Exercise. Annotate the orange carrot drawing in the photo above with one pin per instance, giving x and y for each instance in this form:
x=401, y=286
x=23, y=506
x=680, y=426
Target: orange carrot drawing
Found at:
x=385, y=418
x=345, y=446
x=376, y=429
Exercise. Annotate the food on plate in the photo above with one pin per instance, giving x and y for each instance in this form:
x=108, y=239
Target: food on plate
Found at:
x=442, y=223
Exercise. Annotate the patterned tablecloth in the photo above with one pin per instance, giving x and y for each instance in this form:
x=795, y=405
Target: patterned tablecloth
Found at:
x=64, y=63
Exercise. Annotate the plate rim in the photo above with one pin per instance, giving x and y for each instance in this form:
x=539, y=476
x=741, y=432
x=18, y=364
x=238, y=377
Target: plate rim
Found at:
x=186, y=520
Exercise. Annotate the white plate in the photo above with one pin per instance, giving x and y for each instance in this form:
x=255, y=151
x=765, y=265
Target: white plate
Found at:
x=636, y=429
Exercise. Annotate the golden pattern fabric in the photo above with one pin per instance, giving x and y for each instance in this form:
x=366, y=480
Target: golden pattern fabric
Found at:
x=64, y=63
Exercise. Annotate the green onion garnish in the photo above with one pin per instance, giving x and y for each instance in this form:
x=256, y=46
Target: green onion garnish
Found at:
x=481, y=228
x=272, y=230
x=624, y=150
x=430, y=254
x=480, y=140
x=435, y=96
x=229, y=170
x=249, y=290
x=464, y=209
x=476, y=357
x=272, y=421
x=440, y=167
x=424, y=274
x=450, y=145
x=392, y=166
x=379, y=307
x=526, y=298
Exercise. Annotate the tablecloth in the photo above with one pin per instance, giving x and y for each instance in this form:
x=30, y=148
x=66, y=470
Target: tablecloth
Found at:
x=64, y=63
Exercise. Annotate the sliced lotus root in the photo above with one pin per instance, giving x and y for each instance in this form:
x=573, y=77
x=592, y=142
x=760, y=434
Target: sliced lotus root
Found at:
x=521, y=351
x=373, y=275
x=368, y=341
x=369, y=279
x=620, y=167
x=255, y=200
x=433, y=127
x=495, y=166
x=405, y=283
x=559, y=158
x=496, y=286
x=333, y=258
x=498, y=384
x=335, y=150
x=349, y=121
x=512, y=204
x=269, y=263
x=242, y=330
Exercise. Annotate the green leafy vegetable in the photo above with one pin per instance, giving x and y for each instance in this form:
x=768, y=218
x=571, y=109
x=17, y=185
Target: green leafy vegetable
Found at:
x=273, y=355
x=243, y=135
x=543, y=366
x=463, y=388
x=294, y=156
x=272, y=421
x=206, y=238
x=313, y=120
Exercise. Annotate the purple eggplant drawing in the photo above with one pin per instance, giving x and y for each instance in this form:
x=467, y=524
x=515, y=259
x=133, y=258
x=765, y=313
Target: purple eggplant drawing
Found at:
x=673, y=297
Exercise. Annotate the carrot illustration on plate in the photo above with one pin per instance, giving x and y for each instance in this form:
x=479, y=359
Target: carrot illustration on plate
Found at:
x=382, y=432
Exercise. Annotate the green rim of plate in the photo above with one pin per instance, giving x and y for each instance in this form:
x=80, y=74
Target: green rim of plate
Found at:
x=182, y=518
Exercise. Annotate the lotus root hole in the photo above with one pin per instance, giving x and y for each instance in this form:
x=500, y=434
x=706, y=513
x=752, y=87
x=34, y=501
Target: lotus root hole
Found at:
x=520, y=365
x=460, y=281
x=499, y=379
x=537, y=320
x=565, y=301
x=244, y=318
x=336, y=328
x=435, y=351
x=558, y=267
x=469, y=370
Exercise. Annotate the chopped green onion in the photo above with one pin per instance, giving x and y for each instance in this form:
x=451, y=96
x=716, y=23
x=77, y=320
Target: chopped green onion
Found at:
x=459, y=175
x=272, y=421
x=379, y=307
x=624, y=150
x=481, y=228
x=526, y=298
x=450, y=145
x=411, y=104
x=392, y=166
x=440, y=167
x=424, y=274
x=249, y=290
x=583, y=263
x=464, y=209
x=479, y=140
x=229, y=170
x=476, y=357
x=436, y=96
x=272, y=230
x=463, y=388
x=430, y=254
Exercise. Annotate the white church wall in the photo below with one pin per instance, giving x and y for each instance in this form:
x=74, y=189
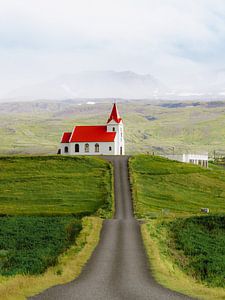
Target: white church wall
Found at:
x=103, y=148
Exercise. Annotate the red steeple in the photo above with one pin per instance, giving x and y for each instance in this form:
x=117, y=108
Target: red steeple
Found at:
x=114, y=115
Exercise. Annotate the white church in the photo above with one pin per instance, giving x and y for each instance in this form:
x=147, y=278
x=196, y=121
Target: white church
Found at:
x=95, y=140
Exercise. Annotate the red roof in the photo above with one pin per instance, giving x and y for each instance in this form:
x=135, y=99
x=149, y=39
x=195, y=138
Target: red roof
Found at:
x=66, y=137
x=92, y=134
x=114, y=115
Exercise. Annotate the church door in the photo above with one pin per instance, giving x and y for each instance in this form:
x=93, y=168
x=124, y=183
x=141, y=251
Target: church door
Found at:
x=77, y=148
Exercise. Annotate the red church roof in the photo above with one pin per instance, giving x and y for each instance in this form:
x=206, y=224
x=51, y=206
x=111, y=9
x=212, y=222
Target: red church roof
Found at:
x=92, y=134
x=66, y=137
x=114, y=115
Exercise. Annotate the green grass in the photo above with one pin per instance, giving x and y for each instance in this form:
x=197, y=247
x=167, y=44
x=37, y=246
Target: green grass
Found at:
x=169, y=266
x=197, y=245
x=149, y=125
x=29, y=245
x=164, y=187
x=54, y=185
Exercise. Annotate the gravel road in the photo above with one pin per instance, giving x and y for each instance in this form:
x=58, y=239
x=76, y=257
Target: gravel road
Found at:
x=118, y=268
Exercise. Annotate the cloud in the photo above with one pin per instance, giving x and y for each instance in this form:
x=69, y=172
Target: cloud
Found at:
x=173, y=39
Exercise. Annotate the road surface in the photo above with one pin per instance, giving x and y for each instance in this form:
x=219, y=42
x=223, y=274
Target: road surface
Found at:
x=118, y=268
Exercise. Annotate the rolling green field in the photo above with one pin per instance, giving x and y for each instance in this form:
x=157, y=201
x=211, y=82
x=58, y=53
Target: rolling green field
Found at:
x=54, y=185
x=42, y=201
x=197, y=244
x=158, y=127
x=29, y=245
x=165, y=187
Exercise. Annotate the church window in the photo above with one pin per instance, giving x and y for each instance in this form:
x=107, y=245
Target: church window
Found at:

........

--- What is expected ---
Above are the records; copy exactly the lines from the line with "Target: food on plate" through the line with "Target: plate rim", both included.

--- Response to this task ---
Target: food on plate
Found at:
x=442, y=223
Exercise. Annotate the patterned tablecloth in the photo above with one pin per instance, giving x and y for each instance in this form:
x=795, y=405
Target: patterned tablecloth
Found at:
x=64, y=63
Exercise. Annotate the plate rim in the photo above with one pin per instance, giving x and y for each instance in this form:
x=539, y=476
x=741, y=432
x=18, y=364
x=238, y=377
Target: plate rim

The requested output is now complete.